Working data →

_ _ _ _

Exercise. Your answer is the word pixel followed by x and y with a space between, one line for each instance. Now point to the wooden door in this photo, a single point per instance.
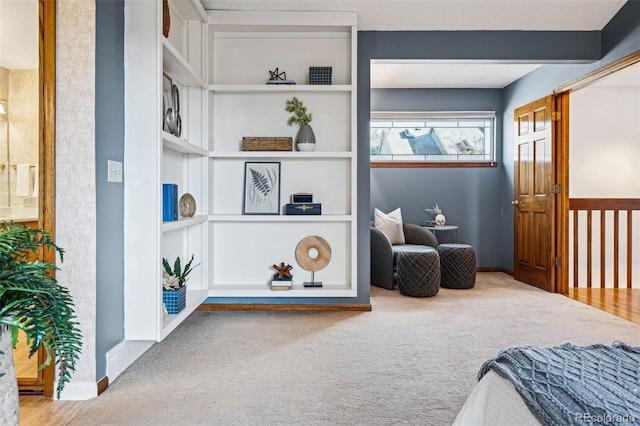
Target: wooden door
pixel 533 200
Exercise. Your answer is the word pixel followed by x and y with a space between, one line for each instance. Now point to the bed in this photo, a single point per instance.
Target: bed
pixel 560 385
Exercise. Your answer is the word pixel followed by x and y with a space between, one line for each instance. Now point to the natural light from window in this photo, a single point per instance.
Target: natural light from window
pixel 432 137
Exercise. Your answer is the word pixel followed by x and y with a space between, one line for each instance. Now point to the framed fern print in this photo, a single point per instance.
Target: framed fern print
pixel 261 187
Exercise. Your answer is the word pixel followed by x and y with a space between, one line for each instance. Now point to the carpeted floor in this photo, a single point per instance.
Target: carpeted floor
pixel 408 362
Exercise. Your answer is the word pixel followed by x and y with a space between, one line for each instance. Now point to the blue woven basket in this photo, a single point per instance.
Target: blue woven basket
pixel 175 300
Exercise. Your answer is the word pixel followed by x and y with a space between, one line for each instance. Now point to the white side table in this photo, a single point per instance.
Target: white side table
pixel 436 229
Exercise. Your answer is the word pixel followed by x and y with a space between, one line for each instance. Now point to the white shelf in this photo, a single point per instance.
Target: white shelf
pixel 280 218
pixel 278 88
pixel 194 299
pixel 183 222
pixel 190 10
pixel 281 154
pixel 174 143
pixel 176 66
pixel 264 290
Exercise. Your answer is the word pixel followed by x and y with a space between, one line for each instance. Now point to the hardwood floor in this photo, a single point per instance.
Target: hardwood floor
pixel 622 302
pixel 37 411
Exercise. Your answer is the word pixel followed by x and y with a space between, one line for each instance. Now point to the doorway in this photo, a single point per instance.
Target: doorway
pixel 603 215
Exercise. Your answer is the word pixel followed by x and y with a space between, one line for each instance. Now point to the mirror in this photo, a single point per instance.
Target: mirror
pixel 20 110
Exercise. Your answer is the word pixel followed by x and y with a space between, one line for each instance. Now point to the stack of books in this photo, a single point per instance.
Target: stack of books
pixel 169 202
pixel 302 203
pixel 283 284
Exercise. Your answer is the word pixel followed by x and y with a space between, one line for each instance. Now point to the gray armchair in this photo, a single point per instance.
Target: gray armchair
pixel 384 255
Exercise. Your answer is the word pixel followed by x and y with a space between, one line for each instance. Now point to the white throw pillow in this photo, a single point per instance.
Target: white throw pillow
pixel 390 224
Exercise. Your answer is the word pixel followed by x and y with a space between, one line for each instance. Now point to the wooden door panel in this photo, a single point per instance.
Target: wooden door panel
pixel 533 198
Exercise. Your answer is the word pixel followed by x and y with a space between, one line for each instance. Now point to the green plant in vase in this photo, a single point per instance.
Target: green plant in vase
pixel 305 138
pixel 174 282
pixel 31 300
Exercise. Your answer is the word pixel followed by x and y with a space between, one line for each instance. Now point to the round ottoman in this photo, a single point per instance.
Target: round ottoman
pixel 418 272
pixel 457 265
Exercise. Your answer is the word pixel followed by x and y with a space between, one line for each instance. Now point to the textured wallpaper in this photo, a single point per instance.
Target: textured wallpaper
pixel 75 168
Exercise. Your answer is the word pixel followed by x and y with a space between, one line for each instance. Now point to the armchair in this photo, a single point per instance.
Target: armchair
pixel 384 254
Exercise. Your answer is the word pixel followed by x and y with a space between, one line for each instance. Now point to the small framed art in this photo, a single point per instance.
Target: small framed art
pixel 261 187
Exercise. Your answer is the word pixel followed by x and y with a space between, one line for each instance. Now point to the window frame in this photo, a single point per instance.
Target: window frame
pixel 435 115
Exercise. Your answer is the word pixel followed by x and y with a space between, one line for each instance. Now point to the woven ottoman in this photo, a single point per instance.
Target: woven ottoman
pixel 457 265
pixel 418 272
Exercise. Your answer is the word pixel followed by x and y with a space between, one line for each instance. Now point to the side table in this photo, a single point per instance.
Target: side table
pixel 436 229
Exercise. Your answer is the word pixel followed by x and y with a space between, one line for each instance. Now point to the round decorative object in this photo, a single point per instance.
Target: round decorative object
pixel 187 205
pixel 313 253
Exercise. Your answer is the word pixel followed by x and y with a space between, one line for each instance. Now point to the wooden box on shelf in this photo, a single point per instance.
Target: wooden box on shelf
pixel 267 144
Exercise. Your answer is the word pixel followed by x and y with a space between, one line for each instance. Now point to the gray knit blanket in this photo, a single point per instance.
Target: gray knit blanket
pixel 571 385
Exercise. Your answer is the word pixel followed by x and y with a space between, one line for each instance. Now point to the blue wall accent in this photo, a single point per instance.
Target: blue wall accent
pixel 579 52
pixel 468 196
pixel 620 38
pixel 109 196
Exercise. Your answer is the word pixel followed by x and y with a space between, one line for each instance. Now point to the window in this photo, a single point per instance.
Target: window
pixel 424 139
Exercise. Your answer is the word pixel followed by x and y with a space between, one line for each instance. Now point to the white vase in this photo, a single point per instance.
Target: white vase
pixel 9 399
pixel 305 139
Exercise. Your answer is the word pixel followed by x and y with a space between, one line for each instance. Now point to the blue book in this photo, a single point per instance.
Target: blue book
pixel 169 204
pixel 174 201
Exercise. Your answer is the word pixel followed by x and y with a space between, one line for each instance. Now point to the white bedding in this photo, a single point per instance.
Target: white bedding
pixel 495 402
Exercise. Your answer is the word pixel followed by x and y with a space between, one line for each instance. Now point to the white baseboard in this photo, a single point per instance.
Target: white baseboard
pixel 124 354
pixel 77 391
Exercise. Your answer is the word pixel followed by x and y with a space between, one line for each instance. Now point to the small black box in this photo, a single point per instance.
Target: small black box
pixel 320 75
pixel 302 197
pixel 303 209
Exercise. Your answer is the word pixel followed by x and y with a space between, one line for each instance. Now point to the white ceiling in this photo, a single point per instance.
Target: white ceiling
pixel 19 34
pixel 450 15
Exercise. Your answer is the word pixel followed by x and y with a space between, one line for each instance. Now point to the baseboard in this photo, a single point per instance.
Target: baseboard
pixel 103 384
pixel 124 354
pixel 504 271
pixel 77 391
pixel 283 307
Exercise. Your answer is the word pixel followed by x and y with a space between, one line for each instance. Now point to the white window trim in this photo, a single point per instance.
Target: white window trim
pixel 438 115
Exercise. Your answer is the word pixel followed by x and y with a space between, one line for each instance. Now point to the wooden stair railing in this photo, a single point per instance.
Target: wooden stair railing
pixel 602 205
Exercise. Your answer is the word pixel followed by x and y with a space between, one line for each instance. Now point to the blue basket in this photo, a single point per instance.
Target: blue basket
pixel 175 300
pixel 320 75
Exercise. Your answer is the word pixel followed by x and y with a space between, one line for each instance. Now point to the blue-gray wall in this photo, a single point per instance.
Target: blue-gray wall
pixel 620 38
pixel 109 196
pixel 469 197
pixel 472 198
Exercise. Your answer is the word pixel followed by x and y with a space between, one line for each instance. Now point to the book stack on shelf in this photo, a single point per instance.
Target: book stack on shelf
pixel 169 202
pixel 302 203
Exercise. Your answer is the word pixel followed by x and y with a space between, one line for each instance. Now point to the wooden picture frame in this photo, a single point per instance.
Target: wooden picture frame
pixel 261 187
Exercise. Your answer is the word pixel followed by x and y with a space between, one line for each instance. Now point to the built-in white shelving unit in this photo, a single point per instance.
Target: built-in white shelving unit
pixel 154 156
pixel 220 62
pixel 244 47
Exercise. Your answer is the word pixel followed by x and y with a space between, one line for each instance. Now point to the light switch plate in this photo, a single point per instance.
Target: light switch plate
pixel 114 171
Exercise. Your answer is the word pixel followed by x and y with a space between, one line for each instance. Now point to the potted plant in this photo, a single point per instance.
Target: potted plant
pixel 305 139
pixel 31 300
pixel 174 289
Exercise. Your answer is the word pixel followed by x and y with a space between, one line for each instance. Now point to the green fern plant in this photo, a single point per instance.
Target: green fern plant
pixel 31 300
pixel 300 115
pixel 177 270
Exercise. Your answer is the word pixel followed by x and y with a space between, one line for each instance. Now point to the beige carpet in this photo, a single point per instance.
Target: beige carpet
pixel 408 362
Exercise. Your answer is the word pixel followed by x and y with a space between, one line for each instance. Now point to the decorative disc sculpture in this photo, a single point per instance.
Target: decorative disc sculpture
pixel 313 253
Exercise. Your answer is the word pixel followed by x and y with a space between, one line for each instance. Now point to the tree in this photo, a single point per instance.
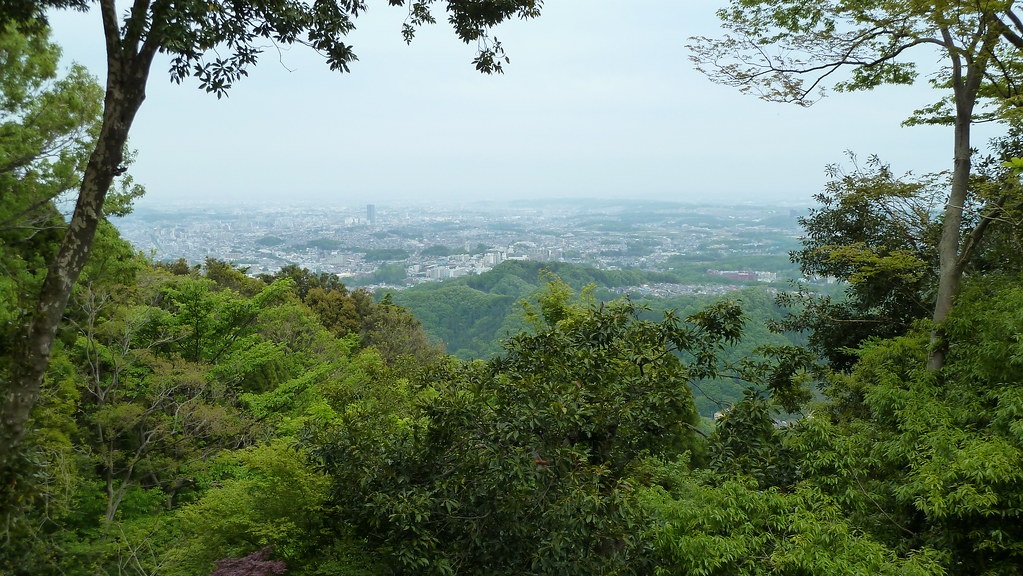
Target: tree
pixel 787 50
pixel 876 232
pixel 525 464
pixel 216 42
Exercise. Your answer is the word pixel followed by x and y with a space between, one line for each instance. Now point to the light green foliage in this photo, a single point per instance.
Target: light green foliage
pixel 262 496
pixel 524 463
pixel 705 527
pixel 785 50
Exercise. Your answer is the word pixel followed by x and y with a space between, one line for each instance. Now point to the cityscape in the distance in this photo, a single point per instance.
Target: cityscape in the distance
pixel 399 245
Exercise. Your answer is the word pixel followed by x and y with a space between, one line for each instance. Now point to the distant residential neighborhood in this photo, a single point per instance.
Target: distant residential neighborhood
pixel 404 245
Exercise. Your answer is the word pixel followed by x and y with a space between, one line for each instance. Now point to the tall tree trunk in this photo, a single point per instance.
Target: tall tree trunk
pixel 127 75
pixel 966 84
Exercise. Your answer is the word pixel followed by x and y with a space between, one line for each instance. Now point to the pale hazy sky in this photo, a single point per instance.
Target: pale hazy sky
pixel 599 100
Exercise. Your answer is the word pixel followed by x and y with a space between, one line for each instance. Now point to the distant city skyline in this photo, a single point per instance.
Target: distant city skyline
pixel 599 100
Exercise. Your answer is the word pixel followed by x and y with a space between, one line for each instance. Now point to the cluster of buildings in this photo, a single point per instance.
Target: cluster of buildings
pixel 436 242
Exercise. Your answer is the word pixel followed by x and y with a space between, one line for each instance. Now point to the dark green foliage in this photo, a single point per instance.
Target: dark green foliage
pixel 876 233
pixel 522 464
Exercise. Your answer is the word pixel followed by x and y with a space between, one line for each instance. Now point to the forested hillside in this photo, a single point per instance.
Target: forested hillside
pixel 474 315
pixel 163 419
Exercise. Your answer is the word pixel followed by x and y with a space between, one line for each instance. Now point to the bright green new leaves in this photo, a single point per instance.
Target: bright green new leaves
pixel 525 464
pixel 920 460
pixel 706 527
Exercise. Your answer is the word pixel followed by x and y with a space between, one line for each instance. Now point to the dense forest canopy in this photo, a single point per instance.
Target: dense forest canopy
pixel 195 419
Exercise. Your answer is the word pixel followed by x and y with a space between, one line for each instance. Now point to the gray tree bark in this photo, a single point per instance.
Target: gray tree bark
pixel 128 63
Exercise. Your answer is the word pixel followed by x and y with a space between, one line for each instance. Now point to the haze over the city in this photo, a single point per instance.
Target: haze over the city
pixel 599 100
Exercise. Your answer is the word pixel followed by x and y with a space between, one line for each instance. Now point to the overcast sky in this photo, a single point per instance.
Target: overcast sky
pixel 599 100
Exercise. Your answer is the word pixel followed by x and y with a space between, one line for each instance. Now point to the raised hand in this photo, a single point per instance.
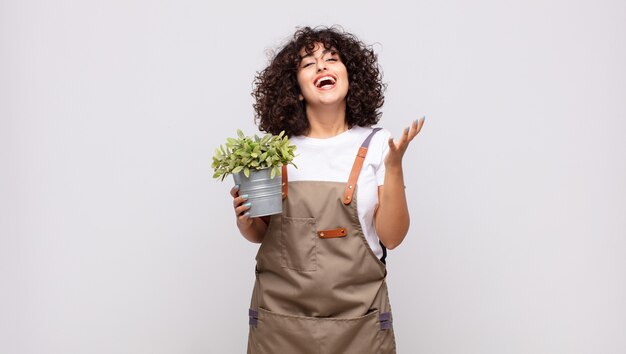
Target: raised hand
pixel 397 148
pixel 241 206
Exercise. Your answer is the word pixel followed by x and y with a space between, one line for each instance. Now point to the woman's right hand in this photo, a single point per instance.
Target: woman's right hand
pixel 241 208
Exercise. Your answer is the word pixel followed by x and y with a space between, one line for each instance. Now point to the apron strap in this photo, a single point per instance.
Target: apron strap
pixel 356 168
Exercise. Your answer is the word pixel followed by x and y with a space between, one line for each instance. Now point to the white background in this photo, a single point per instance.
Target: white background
pixel 115 239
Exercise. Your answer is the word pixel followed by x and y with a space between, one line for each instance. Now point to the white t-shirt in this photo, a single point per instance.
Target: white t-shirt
pixel 331 160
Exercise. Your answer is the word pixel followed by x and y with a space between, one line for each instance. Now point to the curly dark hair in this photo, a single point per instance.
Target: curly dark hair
pixel 276 91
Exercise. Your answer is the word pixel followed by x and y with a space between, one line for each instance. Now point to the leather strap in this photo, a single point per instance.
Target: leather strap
pixel 348 193
pixel 338 232
pixel 284 177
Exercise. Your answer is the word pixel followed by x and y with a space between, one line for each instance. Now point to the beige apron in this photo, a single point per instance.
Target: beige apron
pixel 319 287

_ _ _ _

What is asked → Render the item lines from the line with "the gray tree" up to and including the line with "pixel 331 160" as a Markdown table with the columns Row and Line, numbering each row and skipping blank lines. Leave the pictures out of the table.

Result of this task →
| Row | Line |
|---|---|
| 1 | Exercise. Your answer is the word pixel followed by x and y with a space between, one line for each instance. Now point to the gray tree bark in this photo, a single point per instance. |
| 2 | Target: gray tree bark |
| 3 | pixel 128 63 |
| 4 | Exercise. Your answer is the word pixel followed by x and y with a space between, one line for each instance. Now point to the haze over the city in this photo, a single point per instance. |
| 5 | Target: haze over the city |
| 6 | pixel 599 100 |
| 7 | Exercise. Your answer is the word pixel followed by x and y with a space between, one line for each instance. Now point to the overcast sky in this photo, a single point per instance. |
| 8 | Target: overcast sky |
| 9 | pixel 599 100 |
| 10 | Exercise. Your answer is the word pixel followed by x and y with a space between, one line for each instance. Now point to the raised hand in this photo, a single point per instance. |
| 11 | Target: raised hand |
| 12 | pixel 397 148 |
| 13 | pixel 241 206 |
| 14 | Exercise. Your answer is the word pixel followed by x and y with a space between, one line for each instance. Now point to the woman's right hand in this photo, a single point per instance. |
| 15 | Target: woman's right hand |
| 16 | pixel 241 208 |
| 17 | Exercise. Your answer is the word pixel followed by x and y with a space between, one line for each instance. Now point to the apron strap in this photo, a single point per instance. |
| 18 | Target: apron strap |
| 19 | pixel 356 168 |
| 20 | Exercise. Your answer is the word pixel followed by x and y with a space between, one line for each instance. Now point to the white background in this photo, a single point per instance. |
| 21 | Target: white background |
| 22 | pixel 115 239 |
| 23 | Exercise. Your answer is the word pixel followed by x and y with a space between, one line for each instance. Now point to the white t-shirt in this photo, a single point per instance. |
| 24 | Target: white t-shirt |
| 25 | pixel 331 160 |